▶ _DIRECTIONS_:
(1) In the statistics glossary below, restate the paragraph beginning "In practice. A typical Phase 3 trial" as a short list that keeps its main facts.
(2) Reproduce word for word the part of the statistics glossary below that opens with the words containing "Common software: nQuery, PASS, SAS" and closes with "for general-purpose calculations).".

▶ _EXERCISE PASSAGE_:
BEGIN
Statistics & Methodology — Glossary¶

← Back to glossary index

The statistical concepts, trial design choices, and clinical endpoints that drive trial design, analysis, and regulatory defence.

Terms covered:

Power analysis
Sample size calculation
Adaptive design
MTD vs RP2D
Common oncology endpoints (ORR, PFS, OS, DCR, DOR)
MSS vs MSI-H
Exploratory vs confirmatory endpoints
Log-rank test / Cox regression
Bayesian vs frequentist
Operational Qualification (OQ)

Power analysis¶

Definition. A statistical calculation that determines the probability that a clinical trial will detect a true effect of a specified size, given the sample size, variability, and significance threshold. Power = 1 - β, where β is the probability of a Type II error (false negative).

In practice. A typical Phase 3 trial is designed for 80-90% power to detect the protocol-specified treatment effect at a 5% two-sided significance threshold. Lower-powered trials risk missing real effects (and burning the asset's value); over-powered trials waste patients and time.

Common inputs to a power calculation:

Effect size (e.g., hazard ratio of 0.7 for PFS)
Variability assumption
Sample size per arm
Significance threshold (alpha)
Trial duration / event accrual assumptions
For survival endpoints: censoring patterns, accrual rate

Why it matters. Power analysis underpins sample size calculation, which underpins trial duration, cost, and feasibility. A small change in the assumed effect size can dramatically change required sample size — and therefore trial cost.

Where Flusso fits. Statistical computation engine with versioned, auditable power analyses. Every assumption is captured; every analysis is reproducible; results are exportable as regulator-ready PDF artefacts. Particularly relevant for FDA Type B meetings defending sample-size decisions.

Sample size calculation¶

Definition. The determination of the number of patients required in a clinical trial to achieve the desired statistical power for the planned analysis. Inverse of power analysis — given a desired power, what sample size is needed?

In practice. Sample size calculations are typically performed at multiple levels:

Per-arm sample size — patients in each treatment arm
Total sample size — sum across arms
Enrolment target — adjusted for expected dropouts and screen failures
Event-driven trials — for survival endpoints, the calculation is event-count driven (e.g., 200 PFS events) and sample size flows from accrual + event-rate assumptions

Common software: nQuery, PASS, SAS PROC POWER, R packages (rpact for adaptive designs, gsDesign for group-sequential designs, samplesize for general-purpose calculations).

Why it matters. Sample size determines cost, duration, and feasibility. Under-powered trials waste resources on non-results; over-powered trials waste patients (an ethical concern) and time. The defensibility of sample-size decisions is increasingly important under Project Optimus.

Where Flusso fits. Sample size and power analyses become reproducible artefacts rather than ad hoc Excel / SAS outputs. Versioned computation envelopes capture every assumption and result; export pipelines produce regulator-ready documentation.

Related: Power analysis · Project Optimus

Adaptive design¶

Definition. A clinical trial design that allows pre-specified modifications to the trial based on accumulating data — without compromising the trial's statistical validity or operational integrity. Modifications can include sample size re-estimation, treatment-arm selection, dose adjustment, or population enrichment.
END
▶ _Referring expression pointing data_:
BEGIN
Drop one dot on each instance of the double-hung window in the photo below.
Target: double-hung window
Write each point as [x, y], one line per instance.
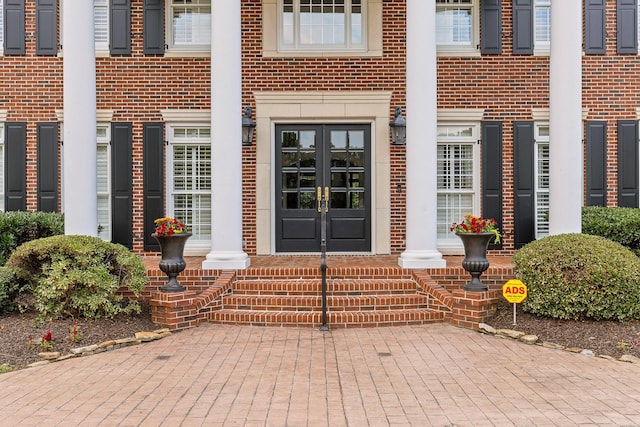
[308, 25]
[189, 25]
[189, 181]
[457, 25]
[103, 180]
[458, 179]
[101, 25]
[541, 164]
[542, 26]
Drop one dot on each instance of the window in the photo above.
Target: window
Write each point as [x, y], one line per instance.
[189, 181]
[542, 25]
[189, 25]
[457, 25]
[458, 182]
[101, 24]
[322, 24]
[541, 164]
[103, 180]
[1, 165]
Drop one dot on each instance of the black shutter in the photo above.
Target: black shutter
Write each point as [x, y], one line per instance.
[46, 27]
[492, 173]
[153, 23]
[524, 194]
[121, 184]
[596, 163]
[120, 27]
[48, 167]
[15, 171]
[14, 43]
[153, 164]
[627, 21]
[594, 26]
[523, 27]
[491, 27]
[628, 163]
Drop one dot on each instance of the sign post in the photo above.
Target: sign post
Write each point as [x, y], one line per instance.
[515, 292]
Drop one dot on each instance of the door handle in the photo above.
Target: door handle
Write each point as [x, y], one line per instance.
[326, 199]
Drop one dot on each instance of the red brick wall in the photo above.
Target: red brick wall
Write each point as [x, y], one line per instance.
[137, 87]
END
▶ _SOLUTIONS BELOW_:
(1)
- Phase 3 trials are usually designed for 80–90% power to detect the protocol-specified treatment effect at a 5% two-sided significance threshold.
- Lower-powered trials risk missing real effects and losing the asset's value.
- Over-powered trials waste patients and time.

(2)
Common software: nQuery, PASS, SAS PROC POWER, R packages (rpact for adaptive designs, gsDesign for group-sequential designs, samplesize for general-purpose calculations).